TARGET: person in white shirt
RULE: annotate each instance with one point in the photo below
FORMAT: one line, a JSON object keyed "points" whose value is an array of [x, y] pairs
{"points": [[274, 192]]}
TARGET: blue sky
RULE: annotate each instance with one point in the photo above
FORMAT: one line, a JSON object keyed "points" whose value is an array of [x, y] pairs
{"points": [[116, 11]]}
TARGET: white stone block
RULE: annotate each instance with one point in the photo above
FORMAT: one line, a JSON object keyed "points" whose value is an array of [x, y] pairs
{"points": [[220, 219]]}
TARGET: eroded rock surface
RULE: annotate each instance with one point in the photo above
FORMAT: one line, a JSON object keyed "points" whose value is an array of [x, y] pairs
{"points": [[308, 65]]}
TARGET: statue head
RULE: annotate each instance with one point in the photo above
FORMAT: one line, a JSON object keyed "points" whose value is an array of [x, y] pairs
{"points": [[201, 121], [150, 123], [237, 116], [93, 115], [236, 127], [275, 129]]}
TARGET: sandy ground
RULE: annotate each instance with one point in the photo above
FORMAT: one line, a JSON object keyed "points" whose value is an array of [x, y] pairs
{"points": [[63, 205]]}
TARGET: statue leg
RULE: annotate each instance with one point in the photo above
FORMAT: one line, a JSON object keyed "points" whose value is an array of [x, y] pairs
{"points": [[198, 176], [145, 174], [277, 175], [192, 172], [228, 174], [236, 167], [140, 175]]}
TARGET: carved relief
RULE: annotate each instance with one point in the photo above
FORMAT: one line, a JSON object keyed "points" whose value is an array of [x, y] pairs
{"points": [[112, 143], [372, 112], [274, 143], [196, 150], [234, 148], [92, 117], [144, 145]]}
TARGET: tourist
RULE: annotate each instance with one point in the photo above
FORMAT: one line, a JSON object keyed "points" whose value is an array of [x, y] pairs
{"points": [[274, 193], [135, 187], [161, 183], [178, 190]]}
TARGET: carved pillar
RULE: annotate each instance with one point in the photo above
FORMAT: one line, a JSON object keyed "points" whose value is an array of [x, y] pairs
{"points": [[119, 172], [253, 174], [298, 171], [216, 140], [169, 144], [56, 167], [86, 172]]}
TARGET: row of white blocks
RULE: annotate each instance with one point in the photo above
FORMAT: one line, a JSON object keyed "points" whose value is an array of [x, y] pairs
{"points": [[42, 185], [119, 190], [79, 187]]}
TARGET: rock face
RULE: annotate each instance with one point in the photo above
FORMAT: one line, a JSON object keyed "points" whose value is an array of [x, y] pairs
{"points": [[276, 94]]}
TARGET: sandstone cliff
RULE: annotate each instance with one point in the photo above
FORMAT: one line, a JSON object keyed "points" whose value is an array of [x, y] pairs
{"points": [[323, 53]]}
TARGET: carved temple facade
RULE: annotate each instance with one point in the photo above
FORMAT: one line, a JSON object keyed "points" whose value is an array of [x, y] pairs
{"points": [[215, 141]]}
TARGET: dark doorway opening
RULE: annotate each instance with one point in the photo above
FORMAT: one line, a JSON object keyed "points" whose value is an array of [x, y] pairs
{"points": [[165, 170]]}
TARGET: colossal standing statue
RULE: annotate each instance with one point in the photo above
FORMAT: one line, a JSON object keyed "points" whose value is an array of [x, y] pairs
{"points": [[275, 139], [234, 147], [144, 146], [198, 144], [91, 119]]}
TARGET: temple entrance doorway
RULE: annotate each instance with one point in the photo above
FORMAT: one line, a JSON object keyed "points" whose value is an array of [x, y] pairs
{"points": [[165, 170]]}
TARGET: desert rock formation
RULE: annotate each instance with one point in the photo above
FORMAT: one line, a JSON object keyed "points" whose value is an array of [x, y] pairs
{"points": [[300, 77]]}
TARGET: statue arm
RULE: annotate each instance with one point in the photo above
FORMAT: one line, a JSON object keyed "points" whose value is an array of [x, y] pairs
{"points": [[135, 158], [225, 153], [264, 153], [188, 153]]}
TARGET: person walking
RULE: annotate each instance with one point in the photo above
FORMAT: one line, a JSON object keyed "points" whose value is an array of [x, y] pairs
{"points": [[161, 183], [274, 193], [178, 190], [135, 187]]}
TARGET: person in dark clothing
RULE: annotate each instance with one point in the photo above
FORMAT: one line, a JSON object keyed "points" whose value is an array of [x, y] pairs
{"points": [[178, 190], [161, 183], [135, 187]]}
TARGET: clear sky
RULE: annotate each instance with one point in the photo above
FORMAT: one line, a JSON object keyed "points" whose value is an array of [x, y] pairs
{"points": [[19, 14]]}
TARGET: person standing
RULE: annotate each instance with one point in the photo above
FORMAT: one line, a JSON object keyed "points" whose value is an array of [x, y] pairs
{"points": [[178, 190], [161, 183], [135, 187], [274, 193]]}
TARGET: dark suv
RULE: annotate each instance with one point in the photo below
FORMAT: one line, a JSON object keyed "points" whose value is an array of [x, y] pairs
##############################
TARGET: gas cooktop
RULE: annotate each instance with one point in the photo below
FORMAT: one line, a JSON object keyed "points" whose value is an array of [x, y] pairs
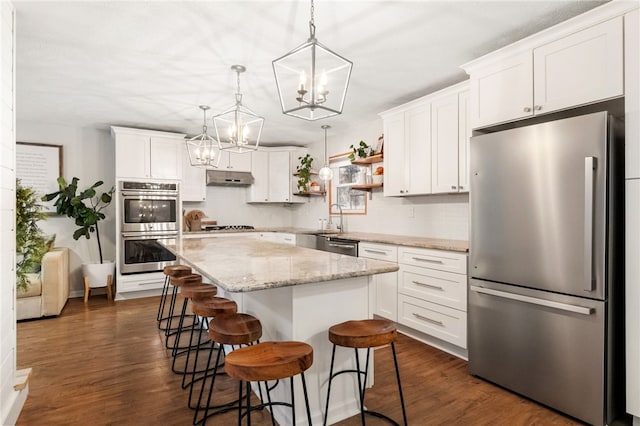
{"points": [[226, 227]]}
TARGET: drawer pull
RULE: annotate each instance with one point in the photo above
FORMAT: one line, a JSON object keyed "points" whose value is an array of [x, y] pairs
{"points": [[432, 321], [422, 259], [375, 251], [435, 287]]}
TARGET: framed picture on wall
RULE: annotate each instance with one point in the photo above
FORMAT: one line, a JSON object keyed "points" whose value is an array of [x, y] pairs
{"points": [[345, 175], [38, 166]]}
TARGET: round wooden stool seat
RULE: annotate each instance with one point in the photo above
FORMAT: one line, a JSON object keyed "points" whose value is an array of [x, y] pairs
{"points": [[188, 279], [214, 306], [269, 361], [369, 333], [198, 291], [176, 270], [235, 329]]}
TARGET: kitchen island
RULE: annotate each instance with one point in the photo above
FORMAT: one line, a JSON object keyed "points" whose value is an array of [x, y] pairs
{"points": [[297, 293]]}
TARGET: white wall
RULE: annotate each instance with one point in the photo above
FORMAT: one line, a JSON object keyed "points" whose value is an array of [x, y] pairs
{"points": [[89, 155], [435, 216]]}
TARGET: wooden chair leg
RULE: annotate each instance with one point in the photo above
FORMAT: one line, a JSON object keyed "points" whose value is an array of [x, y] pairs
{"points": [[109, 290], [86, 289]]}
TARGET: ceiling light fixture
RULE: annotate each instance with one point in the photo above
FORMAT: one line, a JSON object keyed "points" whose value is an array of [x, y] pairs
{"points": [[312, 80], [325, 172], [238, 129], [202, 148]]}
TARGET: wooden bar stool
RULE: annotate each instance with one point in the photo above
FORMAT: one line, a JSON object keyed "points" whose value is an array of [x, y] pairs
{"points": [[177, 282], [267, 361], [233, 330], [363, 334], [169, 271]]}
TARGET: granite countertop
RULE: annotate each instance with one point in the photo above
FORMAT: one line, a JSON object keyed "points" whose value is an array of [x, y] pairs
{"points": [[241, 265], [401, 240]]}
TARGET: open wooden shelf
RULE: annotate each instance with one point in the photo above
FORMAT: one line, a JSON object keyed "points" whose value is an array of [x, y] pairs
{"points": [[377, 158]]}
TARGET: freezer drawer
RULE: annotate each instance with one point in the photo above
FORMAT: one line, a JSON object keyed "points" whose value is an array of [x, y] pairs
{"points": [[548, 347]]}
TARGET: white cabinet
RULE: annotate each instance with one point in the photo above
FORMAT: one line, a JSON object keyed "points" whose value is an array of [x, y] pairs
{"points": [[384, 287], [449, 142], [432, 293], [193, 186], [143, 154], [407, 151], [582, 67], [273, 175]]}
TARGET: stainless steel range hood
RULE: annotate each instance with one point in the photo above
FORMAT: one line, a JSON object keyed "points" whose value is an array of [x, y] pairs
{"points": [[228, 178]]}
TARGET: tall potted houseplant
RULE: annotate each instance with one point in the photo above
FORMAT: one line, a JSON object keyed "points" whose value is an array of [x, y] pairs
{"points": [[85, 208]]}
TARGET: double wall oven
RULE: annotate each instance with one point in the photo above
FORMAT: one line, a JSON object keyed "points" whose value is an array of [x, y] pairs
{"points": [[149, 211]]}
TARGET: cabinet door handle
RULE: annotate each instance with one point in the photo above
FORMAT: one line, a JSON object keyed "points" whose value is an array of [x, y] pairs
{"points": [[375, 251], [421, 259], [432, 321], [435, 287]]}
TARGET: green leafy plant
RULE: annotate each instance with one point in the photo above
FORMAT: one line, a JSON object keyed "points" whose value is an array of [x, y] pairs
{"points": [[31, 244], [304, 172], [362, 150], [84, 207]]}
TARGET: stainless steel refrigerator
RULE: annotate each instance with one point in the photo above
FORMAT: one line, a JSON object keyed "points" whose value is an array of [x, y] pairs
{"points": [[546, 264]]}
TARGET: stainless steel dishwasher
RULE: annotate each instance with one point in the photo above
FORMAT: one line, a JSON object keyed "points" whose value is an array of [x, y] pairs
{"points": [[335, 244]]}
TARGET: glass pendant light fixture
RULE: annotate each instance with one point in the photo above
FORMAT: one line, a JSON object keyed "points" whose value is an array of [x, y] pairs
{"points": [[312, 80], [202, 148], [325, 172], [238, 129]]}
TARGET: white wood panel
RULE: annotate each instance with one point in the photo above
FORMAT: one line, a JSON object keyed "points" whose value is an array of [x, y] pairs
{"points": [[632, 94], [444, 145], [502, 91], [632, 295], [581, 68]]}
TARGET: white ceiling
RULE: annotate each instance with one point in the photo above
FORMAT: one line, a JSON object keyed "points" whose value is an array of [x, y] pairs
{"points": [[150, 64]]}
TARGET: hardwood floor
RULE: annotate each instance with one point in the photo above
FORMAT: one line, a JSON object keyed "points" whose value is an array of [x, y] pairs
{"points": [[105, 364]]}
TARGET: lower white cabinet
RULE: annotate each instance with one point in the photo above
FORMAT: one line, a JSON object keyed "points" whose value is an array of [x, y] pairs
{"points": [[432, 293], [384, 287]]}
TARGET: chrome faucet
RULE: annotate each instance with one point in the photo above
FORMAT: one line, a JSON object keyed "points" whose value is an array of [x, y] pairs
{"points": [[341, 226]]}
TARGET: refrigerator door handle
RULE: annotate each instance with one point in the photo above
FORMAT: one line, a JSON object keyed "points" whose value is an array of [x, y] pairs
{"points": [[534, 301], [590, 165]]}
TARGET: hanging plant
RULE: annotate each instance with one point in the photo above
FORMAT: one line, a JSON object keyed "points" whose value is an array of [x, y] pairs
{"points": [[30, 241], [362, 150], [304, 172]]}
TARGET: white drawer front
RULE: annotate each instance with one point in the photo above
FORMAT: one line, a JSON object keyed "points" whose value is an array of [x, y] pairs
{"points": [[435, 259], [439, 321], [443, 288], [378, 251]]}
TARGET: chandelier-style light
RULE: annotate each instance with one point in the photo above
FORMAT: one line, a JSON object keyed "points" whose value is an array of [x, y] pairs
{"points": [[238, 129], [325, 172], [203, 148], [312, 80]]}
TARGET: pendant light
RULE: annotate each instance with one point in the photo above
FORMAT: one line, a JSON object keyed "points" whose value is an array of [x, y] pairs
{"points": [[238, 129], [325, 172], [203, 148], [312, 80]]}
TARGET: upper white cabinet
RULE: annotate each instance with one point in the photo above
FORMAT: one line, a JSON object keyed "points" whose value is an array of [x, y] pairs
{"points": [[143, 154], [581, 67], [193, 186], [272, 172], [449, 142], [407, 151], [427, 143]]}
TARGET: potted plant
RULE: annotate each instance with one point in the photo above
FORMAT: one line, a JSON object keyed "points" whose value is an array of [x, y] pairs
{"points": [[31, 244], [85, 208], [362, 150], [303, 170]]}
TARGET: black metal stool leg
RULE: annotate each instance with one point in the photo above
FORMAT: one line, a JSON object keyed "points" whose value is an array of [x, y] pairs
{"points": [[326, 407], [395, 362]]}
##############################
◆ PROBLEM STATEMENT
Tally the lines in the items that contain the word "potted" and give only that number.

◆ RESULT FOR THIS TASK
2